◆ KERJAKAN BERIKUT INI:
• 1. Jawab pertanyaan berikut berdasarkan ulasan buku di bawah.
(a) Berapa nilai yang tercantum dalam ulasan itu?
(b) Apakah cerita buku ini digerakkan oleh plot atau oleh tokoh?
(c) Apa judul lengkap bagian "Buku 1"?
• 2. Temukan setiap baris dalam catatan yang memuat kata "face", lalu salin baris-baris tersebut.

◆ TEKS BACAAN:
+++

A review by clavishorti
Tiga dalam Kayu by Ziggy Zezsyazeoviennazabrizkie

dark emotional mysterious reflective sad tense medium-paced
  • Plot- or character-driven? A mix
  • Strong character development? No
  • Loveable characters? No
  • Diverse cast of characters? Yes
  • Flaws of characters a main focus? It's complicated

5.0

Dalam ketajaman pena Ziggy Zezsyazeoviennazabriskie dalam menuliskan buku Tiga dalam Kayu, perpustakaan berubah menjadi takdir terkubur bagi cerita-cerita yang membebaskan rahasia zaman. Tiga dalam Kayu mengurai sejarah melalui corak unik masing-masing kisah yang disajikan, menawarkan perspektif unik yang mengundang kita berpikir ulang tentang makna sejarah itu sendiri. Apakah benang merah yang mengikat cerita-cerita ini dapat kita temukan? Mari kita memandang lebih dekat ke dalam buku ini, menyingkap lapisan-lapisan makna yang tersembunyi. 

 
[ Fitur untuk menyembunyikan bagian yang mengandung bocoran cerita tidak berfungsi sebagaimana mestinya pada ulasan ini. Oleh sebab itu, bagian-bagian di bawah ini mengandung bocoran secara terbuka. Terima kasih atas pemahamannya. ] 
 

Buku 1: Mekar Bunga Duka, Irama Kelam Seorang Ibu 
“Buku 1” menelusuri ruang emosional yang rumit dalam kehidupan seorang ibu, membawa kita melalui lorong-lorong gelap ke dalam hati seorang perempuan yang dihadapkan pada pilihan sulit. Cerita ini menyingkap tirai kehidupan seorang ibu yang tumbuh benih pahit di dalam dirinya. Tanpa ragu, penulis menciptakan gambaran tentang penderitaan seorang ibu yang berusaha tegar, meski hatinya terluka.

+++

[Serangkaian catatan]
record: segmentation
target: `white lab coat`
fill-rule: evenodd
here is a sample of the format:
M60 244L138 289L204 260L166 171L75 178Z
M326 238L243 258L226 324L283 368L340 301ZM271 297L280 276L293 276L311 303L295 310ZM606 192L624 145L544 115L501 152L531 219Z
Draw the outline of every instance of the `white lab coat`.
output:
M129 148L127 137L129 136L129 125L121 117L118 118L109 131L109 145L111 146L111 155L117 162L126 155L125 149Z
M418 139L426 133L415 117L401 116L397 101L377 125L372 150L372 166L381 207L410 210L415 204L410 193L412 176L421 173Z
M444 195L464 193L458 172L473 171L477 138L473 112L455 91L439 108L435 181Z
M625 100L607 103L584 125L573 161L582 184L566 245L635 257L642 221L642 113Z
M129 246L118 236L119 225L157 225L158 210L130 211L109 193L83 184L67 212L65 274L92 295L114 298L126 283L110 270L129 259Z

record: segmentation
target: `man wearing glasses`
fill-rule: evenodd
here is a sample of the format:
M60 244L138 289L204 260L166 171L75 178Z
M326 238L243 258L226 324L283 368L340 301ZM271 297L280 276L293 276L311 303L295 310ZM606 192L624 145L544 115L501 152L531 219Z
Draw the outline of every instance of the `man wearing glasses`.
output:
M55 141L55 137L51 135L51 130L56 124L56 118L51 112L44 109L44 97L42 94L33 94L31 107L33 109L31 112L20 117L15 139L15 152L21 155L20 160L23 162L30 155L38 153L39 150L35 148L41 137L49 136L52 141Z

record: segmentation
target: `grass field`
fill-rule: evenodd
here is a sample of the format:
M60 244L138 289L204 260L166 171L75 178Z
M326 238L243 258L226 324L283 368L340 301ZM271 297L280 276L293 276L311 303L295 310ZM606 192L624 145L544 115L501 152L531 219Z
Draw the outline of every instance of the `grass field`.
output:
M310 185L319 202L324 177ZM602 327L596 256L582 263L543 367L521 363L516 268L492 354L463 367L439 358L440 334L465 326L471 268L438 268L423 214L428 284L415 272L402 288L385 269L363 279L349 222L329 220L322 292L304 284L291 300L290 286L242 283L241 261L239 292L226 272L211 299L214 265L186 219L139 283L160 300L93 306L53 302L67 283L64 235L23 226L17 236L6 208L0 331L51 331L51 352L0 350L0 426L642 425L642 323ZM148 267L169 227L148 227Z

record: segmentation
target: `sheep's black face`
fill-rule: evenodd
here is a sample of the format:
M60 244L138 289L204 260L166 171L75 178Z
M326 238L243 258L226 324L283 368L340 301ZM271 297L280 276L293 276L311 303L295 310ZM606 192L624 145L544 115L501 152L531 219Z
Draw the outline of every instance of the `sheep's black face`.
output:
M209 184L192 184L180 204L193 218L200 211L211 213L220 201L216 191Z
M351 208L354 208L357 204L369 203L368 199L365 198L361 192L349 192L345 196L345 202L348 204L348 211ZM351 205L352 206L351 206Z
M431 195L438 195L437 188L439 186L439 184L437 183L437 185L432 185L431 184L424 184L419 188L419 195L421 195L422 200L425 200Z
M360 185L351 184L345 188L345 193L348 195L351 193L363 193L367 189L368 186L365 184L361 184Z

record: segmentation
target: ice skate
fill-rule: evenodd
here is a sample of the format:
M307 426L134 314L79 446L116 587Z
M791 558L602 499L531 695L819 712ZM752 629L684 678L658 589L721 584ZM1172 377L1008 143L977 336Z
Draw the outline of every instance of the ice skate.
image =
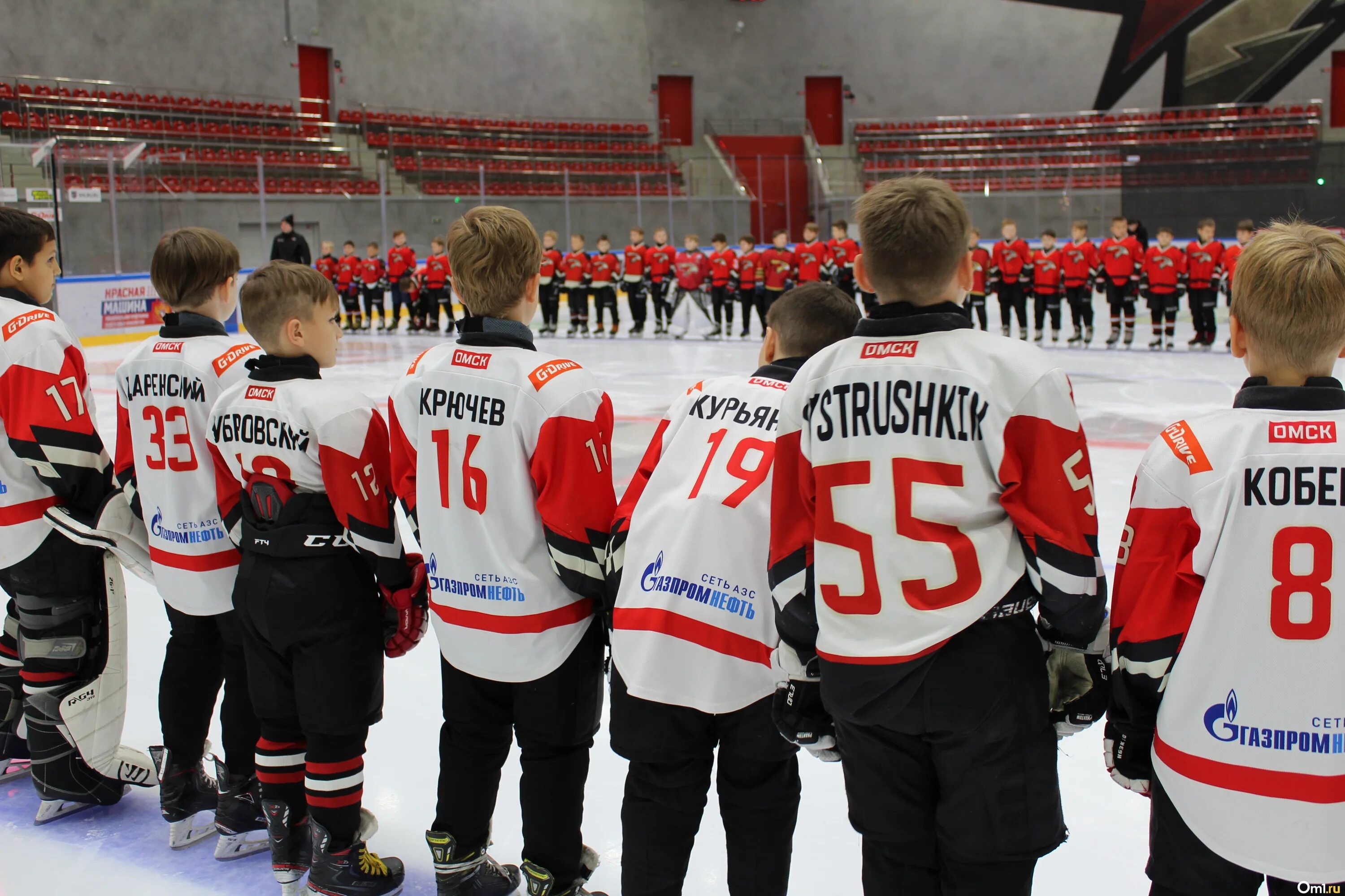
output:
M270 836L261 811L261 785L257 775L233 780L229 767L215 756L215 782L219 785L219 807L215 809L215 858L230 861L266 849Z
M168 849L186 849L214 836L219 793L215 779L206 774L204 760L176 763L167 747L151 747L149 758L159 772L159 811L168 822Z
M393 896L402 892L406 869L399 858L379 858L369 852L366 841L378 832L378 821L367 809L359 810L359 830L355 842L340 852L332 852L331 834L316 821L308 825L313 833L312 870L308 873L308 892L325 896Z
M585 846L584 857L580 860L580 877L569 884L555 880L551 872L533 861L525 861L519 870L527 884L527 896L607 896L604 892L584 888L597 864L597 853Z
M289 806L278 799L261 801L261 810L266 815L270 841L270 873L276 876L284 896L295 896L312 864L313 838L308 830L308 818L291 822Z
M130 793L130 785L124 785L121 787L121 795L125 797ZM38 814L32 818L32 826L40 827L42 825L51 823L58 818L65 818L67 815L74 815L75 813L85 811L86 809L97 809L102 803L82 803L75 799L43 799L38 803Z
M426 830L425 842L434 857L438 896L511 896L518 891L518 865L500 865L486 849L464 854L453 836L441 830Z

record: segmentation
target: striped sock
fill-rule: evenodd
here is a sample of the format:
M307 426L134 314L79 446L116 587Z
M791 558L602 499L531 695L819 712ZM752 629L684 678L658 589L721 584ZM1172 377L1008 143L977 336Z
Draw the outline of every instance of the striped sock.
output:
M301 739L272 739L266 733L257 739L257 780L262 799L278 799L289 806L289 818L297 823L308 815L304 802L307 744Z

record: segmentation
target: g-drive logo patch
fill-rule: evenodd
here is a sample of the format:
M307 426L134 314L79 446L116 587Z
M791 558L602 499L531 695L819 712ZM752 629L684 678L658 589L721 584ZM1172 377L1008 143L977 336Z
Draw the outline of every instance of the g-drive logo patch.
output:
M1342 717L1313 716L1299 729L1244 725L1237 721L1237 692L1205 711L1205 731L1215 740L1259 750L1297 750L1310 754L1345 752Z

+++

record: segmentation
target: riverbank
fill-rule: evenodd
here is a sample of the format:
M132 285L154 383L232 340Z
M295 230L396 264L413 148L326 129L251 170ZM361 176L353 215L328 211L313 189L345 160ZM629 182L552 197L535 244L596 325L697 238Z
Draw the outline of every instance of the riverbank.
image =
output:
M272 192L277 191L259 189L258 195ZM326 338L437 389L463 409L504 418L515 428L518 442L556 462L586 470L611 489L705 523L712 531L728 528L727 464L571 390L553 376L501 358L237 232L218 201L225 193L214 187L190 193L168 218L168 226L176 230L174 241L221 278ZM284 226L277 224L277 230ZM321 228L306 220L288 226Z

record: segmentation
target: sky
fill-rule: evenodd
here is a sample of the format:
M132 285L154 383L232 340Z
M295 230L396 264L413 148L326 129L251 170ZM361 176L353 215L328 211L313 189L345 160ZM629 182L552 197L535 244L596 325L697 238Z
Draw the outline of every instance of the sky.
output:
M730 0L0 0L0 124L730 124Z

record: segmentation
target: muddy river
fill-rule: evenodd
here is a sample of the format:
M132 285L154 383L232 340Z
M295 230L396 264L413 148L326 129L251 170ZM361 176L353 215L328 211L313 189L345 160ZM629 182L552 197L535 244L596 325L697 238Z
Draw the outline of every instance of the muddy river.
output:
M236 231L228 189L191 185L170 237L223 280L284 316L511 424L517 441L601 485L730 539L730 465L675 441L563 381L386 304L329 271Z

+++

◆ JAWABAN LENGKAP:
• 1.
(a) 5.0
(b) Campuran keduanya ("A mix").
(c) Mekar Bunga Duka, Irama Kelam Seorang Ibu

• 2.
target: `sheep's black face`
Draw the outline of every instance of the `sheep's black face`.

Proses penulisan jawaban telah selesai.